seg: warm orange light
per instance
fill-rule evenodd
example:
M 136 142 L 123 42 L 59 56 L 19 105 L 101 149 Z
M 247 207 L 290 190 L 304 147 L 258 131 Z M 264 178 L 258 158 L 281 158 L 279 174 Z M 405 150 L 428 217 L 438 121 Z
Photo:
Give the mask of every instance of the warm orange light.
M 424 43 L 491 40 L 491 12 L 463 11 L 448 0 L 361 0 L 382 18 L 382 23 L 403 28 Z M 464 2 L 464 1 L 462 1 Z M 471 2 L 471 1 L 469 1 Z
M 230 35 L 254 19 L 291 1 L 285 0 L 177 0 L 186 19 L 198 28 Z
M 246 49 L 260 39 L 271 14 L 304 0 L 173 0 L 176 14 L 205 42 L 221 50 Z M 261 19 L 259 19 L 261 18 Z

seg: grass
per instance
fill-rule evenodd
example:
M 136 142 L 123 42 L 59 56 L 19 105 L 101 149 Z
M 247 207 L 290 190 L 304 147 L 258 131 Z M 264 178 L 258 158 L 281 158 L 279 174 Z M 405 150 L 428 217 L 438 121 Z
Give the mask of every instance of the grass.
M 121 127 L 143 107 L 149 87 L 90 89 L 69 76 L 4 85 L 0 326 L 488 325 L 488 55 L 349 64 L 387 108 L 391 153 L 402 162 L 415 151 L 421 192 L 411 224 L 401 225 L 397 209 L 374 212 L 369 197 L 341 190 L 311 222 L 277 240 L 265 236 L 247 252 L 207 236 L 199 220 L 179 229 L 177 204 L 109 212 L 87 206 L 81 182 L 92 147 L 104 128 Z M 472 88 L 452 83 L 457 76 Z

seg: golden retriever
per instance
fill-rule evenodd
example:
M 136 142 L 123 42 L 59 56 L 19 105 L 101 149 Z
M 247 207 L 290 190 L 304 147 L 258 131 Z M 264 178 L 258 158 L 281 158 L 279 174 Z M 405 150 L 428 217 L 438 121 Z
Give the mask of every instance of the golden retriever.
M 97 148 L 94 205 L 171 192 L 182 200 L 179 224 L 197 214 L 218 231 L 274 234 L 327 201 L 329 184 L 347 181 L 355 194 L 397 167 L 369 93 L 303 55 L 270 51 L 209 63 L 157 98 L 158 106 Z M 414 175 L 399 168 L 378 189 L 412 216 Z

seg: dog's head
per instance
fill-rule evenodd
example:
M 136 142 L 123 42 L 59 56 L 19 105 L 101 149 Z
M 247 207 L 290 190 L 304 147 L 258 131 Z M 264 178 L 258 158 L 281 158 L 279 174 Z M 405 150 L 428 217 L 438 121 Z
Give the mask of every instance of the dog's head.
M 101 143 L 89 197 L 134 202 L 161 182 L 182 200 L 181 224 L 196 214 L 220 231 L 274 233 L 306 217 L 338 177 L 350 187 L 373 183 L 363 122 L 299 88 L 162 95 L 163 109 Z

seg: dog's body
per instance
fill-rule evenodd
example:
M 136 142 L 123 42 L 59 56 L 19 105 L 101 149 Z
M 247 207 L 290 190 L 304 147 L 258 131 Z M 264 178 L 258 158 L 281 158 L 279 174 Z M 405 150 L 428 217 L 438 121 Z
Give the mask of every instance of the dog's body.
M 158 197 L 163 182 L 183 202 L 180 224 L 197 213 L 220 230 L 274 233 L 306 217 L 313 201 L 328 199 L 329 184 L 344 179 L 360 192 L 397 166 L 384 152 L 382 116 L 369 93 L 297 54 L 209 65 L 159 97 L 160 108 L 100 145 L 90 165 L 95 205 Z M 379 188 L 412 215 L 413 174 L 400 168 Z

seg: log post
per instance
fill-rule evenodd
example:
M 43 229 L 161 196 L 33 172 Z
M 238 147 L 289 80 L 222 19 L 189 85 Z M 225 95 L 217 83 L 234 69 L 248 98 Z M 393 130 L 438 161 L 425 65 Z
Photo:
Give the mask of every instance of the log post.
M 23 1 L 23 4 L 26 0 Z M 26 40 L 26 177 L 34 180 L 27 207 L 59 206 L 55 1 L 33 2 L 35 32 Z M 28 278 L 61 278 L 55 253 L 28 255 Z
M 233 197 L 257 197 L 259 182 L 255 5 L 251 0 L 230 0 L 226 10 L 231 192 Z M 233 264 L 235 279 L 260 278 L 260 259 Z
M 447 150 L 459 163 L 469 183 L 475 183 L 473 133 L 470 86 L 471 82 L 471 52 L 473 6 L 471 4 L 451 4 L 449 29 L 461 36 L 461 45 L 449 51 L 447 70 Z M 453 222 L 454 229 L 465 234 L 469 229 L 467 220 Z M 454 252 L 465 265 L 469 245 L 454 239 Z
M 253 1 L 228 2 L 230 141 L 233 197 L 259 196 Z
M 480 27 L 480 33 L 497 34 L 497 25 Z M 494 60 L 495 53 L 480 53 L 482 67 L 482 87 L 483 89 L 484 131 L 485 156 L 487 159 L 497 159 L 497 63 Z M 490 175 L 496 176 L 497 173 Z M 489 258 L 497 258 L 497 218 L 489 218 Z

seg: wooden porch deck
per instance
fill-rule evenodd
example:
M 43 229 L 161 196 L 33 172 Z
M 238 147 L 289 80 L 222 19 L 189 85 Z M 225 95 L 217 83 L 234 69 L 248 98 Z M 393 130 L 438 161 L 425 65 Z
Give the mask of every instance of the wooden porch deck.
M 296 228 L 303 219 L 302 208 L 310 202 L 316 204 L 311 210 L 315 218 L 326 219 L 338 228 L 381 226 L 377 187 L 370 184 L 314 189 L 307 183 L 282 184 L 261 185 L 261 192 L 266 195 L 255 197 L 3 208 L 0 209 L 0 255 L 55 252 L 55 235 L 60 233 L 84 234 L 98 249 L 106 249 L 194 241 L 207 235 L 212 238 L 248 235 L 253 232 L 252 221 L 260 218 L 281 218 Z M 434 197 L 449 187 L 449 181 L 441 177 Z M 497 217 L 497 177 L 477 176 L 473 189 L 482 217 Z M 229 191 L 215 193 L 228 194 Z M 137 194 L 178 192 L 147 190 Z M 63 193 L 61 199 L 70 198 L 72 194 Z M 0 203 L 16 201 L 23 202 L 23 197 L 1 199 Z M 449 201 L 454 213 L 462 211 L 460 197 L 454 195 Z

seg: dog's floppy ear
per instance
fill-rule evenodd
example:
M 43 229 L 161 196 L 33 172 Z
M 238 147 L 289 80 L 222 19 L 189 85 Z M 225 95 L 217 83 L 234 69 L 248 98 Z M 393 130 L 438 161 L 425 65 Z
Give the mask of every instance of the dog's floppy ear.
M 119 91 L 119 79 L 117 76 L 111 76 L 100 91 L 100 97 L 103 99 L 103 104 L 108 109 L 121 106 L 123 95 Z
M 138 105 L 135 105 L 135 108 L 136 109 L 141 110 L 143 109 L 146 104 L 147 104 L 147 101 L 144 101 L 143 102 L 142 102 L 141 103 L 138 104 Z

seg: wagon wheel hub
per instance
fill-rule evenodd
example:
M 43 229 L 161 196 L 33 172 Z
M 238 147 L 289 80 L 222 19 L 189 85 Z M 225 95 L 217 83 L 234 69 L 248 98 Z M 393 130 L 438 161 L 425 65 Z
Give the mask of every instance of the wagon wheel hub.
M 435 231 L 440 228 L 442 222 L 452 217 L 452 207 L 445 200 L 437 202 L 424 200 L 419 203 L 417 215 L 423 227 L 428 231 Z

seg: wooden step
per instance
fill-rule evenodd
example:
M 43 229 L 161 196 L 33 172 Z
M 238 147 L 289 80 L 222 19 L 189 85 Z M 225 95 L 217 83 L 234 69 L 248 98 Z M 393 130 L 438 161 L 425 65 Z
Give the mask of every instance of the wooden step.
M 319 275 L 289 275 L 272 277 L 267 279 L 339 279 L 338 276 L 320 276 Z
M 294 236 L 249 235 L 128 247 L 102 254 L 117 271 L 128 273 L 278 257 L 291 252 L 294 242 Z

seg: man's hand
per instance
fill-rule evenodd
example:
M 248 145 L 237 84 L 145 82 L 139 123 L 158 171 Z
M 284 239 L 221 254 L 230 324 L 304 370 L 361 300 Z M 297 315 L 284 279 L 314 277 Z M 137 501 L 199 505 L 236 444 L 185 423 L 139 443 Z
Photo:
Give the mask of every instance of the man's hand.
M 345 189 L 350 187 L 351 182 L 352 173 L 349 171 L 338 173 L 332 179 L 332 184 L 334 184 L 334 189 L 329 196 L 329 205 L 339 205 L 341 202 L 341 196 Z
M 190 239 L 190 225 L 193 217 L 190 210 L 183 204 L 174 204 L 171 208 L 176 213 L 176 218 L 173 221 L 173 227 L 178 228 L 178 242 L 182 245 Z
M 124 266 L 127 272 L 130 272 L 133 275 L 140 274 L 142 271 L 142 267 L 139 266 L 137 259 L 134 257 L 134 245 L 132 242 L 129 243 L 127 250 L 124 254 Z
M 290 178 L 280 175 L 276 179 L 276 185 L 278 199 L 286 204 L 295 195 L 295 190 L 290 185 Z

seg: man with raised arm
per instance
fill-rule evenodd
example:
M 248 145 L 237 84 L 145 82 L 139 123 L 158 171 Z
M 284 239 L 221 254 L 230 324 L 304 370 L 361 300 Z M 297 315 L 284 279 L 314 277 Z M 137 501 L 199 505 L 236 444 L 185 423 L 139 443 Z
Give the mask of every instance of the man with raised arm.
-- -- --
## Written task
Give the stretch of records from the line containing "seg: log post" through the line containing "Give the mask of every instance of the log" as a JSON list of strings, one string per line, leaving out blank lines.

## Final answer
[
  "seg: log post",
  "per instance",
  "fill-rule evenodd",
  "example:",
  "M 43 229 L 161 196 L 33 172 Z",
  "M 238 147 L 289 80 L 222 19 L 189 85 Z M 225 95 L 217 83 L 234 69 L 248 98 Z M 393 130 L 438 161 L 425 65 Z",
  "Photo:",
  "Give the mask of every instance of the log post."
]